### [What to do]
Only the lines from the line containing "For every instance of the woman in" to the end of the entries should be repeated, exactly as they appear.

________________________________________

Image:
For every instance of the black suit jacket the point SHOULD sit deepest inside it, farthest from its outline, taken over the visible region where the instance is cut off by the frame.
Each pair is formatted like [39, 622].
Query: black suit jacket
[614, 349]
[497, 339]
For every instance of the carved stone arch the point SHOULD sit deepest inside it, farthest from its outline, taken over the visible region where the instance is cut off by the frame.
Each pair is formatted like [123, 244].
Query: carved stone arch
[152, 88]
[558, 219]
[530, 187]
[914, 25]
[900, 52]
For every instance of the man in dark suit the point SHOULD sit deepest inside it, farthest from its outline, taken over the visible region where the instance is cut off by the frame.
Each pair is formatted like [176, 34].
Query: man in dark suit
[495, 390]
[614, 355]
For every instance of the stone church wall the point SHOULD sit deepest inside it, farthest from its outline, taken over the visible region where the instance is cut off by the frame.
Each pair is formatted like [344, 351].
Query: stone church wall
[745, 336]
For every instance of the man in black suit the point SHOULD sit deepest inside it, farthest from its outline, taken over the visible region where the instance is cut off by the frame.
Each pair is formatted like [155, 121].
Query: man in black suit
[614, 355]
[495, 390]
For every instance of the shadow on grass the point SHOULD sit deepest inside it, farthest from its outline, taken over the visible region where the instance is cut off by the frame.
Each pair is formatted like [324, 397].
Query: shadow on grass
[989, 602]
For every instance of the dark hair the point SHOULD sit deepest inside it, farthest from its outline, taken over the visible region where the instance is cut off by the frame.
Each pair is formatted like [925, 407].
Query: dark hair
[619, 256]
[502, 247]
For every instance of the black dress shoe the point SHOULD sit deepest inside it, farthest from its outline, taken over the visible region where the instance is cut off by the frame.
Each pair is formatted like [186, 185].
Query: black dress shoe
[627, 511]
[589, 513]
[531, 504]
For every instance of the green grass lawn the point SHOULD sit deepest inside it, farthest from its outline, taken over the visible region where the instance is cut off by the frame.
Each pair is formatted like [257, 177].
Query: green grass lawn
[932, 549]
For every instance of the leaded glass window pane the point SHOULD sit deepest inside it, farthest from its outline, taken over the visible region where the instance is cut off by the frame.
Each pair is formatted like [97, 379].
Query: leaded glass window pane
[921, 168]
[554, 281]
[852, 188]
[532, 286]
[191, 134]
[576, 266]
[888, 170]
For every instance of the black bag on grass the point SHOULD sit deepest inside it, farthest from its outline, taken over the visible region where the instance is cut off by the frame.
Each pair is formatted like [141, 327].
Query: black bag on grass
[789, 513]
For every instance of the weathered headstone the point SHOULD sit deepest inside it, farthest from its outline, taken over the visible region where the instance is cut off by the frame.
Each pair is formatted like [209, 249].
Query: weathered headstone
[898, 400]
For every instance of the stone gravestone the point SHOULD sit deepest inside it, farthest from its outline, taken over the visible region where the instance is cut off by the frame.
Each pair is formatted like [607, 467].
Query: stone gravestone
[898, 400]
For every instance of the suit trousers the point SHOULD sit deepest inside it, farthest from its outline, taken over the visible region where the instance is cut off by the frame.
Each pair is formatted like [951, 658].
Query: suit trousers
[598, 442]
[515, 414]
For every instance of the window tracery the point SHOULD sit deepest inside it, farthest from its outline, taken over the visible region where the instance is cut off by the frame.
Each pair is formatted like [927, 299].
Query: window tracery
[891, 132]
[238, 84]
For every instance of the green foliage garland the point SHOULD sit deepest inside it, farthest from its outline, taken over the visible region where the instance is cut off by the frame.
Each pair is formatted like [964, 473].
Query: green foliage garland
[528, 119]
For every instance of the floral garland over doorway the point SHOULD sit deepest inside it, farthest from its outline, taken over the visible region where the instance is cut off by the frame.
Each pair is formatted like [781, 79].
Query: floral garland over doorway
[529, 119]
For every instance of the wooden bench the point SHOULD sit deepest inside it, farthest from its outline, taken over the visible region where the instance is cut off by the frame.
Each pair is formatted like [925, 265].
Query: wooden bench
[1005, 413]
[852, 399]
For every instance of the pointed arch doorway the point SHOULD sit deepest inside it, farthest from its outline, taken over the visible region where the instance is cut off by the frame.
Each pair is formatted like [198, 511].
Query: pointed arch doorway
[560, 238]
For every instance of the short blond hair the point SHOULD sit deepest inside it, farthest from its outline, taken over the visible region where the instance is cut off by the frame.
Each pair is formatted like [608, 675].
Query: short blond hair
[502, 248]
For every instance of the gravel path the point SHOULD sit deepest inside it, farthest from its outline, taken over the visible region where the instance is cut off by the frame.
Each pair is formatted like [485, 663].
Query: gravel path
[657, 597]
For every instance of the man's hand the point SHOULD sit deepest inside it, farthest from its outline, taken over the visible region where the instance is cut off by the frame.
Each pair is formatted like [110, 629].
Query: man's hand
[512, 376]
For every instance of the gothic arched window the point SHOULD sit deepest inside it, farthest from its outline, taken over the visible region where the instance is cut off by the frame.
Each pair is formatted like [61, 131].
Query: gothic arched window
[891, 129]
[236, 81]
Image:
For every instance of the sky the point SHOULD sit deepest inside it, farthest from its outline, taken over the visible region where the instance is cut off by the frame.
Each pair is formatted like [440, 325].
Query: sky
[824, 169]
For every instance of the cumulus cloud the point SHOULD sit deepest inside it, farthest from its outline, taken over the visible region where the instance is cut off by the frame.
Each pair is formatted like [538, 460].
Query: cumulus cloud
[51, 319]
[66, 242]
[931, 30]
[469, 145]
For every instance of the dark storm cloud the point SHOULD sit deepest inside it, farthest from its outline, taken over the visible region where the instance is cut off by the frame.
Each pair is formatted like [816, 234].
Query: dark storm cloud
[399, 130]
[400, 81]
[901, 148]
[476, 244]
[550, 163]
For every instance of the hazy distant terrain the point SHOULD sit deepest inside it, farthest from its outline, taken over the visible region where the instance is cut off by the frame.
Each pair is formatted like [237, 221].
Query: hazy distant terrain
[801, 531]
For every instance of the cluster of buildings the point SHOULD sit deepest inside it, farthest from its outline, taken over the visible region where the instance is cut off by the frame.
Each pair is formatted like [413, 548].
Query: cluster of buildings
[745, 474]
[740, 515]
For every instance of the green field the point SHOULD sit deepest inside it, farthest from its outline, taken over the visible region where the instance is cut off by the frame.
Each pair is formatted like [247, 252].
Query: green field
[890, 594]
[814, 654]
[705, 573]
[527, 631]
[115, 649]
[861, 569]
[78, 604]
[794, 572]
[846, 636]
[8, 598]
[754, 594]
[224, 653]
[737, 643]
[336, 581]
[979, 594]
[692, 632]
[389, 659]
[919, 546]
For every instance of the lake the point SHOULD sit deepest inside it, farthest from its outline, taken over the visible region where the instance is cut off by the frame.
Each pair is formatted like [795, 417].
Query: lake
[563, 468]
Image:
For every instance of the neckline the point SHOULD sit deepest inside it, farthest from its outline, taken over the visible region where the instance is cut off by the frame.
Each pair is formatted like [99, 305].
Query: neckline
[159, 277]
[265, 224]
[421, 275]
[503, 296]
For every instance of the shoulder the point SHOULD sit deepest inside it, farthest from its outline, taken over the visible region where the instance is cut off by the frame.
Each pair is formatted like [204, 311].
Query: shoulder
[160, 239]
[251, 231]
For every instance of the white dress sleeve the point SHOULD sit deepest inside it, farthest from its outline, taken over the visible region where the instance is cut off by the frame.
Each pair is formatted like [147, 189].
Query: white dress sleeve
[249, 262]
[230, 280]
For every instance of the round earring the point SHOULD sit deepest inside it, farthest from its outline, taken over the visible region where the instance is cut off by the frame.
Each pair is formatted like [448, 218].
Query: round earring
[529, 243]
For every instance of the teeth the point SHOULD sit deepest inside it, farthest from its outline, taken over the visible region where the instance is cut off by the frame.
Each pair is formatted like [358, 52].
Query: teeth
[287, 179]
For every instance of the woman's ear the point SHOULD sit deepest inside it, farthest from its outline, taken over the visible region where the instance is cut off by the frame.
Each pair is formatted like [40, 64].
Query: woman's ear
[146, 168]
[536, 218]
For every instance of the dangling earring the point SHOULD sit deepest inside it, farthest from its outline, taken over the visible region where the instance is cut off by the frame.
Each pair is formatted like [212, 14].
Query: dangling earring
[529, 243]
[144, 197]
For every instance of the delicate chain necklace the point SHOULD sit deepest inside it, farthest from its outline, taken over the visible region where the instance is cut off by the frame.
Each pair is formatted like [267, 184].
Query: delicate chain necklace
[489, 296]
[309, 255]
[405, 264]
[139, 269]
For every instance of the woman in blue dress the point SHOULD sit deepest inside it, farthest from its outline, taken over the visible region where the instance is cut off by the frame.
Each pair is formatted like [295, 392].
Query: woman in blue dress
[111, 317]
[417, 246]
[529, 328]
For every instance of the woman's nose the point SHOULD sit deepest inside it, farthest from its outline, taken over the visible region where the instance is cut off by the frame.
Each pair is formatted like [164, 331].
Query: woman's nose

________________________________________

### [Solution for this exercise]
For every instance of the woman in blue dress the point SHOULD sit deepest inside it, farthest from its outline, taken over the visible region where the instance is cut off by the frame.
Each pair is formatted like [295, 392].
Query: woman in blue dress
[111, 317]
[417, 246]
[529, 328]
For every instance of the woman's nose the point SHOULD sit deepest inside it, farthest from its outline, taken over the visible region where the instance is cut off by the frame.
Each pair is formatted like [164, 331].
Query: woman's nose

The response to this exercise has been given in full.